--- INPUT RECORDS ---
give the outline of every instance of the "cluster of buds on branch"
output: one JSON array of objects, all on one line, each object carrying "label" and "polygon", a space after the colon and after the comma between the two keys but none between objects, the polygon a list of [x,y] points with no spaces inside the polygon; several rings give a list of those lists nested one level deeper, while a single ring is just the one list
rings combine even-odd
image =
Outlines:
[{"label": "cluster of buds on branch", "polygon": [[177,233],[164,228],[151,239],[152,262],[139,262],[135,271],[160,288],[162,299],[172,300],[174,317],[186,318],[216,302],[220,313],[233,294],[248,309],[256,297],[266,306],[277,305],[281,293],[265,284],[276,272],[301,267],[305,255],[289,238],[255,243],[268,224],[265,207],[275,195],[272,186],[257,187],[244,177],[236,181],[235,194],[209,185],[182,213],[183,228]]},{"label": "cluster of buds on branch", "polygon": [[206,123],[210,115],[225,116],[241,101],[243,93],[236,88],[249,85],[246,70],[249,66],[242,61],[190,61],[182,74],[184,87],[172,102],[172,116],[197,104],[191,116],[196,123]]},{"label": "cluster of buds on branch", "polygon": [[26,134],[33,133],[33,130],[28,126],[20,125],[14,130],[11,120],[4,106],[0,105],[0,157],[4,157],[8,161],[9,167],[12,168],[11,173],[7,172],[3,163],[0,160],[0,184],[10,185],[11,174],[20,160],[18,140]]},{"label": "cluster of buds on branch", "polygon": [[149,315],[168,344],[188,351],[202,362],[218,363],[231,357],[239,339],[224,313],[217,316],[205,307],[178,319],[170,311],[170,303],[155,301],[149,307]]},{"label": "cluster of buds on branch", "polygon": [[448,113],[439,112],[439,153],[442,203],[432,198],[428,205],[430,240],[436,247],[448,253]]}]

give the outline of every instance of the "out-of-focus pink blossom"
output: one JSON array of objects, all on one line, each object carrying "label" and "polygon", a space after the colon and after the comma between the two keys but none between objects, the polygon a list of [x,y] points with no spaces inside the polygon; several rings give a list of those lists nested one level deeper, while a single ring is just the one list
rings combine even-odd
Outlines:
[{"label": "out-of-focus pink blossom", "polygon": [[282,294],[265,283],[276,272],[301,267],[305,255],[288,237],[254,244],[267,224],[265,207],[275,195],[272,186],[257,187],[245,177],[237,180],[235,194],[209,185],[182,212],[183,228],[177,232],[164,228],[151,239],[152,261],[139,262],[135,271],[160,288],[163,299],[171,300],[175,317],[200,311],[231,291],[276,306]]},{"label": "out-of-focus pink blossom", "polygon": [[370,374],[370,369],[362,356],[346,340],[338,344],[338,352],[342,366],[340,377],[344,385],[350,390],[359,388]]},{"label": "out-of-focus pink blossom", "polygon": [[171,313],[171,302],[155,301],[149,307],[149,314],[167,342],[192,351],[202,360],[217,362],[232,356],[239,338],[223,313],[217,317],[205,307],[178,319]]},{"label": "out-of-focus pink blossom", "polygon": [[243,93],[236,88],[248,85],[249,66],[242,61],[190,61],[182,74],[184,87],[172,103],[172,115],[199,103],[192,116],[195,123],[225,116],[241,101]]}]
---
• **SHORT EXERCISE**: Repeat the material above exactly.

• **SOLUTION FOR THIS TASK**:
give the outline of every instance of the "cluster of buds on branch"
output: one JSON array of objects, all on one line, each object carrying "label" and "polygon", a space after the colon and after the comma between the two keys but none between objects, the polygon a list of [x,y] points with no spaces inside the polygon; several rings give a list of those lists nested one level deeper, while a single ring is just the one list
rings combine even-odd
image =
Outlines:
[{"label": "cluster of buds on branch", "polygon": [[177,233],[164,228],[151,239],[152,262],[139,262],[135,271],[160,288],[162,299],[172,300],[174,317],[186,318],[216,302],[220,313],[233,294],[248,309],[256,297],[266,306],[277,305],[281,293],[265,284],[276,272],[301,267],[305,255],[289,238],[255,243],[268,224],[265,207],[275,195],[272,186],[257,187],[244,177],[236,181],[235,194],[209,185],[182,213],[183,228]]},{"label": "cluster of buds on branch", "polygon": [[206,123],[210,115],[225,116],[241,101],[243,93],[236,88],[249,85],[246,70],[249,66],[242,61],[190,61],[182,74],[184,87],[172,102],[172,116],[197,104],[191,116],[196,123]]},{"label": "cluster of buds on branch", "polygon": [[26,134],[33,133],[33,130],[28,126],[20,125],[14,130],[11,120],[4,106],[0,105],[0,157],[4,157],[8,161],[9,167],[12,168],[11,173],[7,172],[3,163],[0,160],[0,184],[10,185],[11,174],[20,160],[18,140]]},{"label": "cluster of buds on branch", "polygon": [[149,315],[168,344],[188,351],[202,362],[218,363],[231,357],[239,339],[224,313],[217,316],[205,307],[178,319],[170,311],[170,303],[155,301],[149,307]]},{"label": "cluster of buds on branch", "polygon": [[448,113],[439,112],[439,153],[442,203],[432,198],[428,205],[430,240],[436,247],[448,253]]}]

give the outline of every instance of the "out-of-focus pink blossom"
output: one JSON array of objects, all on one line, each object carrying "label" and "polygon", a space after the colon and after the comma between the two keys but none between objects, the polygon a list of [x,y] points with no spaces inside the polygon; several rings give a list of those lists nested one level deeper, while a single ring is just the one list
rings combine even-odd
Outlines:
[{"label": "out-of-focus pink blossom", "polygon": [[282,294],[265,283],[276,272],[301,267],[305,255],[288,237],[254,244],[267,224],[265,207],[275,195],[272,186],[257,187],[245,177],[237,180],[235,194],[209,185],[182,212],[183,228],[177,232],[164,228],[151,239],[152,261],[139,262],[135,271],[160,288],[163,299],[171,300],[175,317],[200,311],[231,291],[276,306]]},{"label": "out-of-focus pink blossom", "polygon": [[370,374],[370,369],[362,356],[346,340],[338,344],[338,352],[342,366],[340,377],[344,385],[350,390],[359,388]]},{"label": "out-of-focus pink blossom", "polygon": [[171,313],[171,302],[155,301],[149,307],[149,314],[167,342],[192,351],[202,360],[217,362],[232,356],[239,338],[223,313],[217,317],[205,307],[178,319]]},{"label": "out-of-focus pink blossom", "polygon": [[243,93],[236,88],[248,85],[249,66],[242,61],[190,61],[182,74],[184,87],[172,103],[172,115],[199,103],[192,116],[195,123],[225,116],[241,101]]}]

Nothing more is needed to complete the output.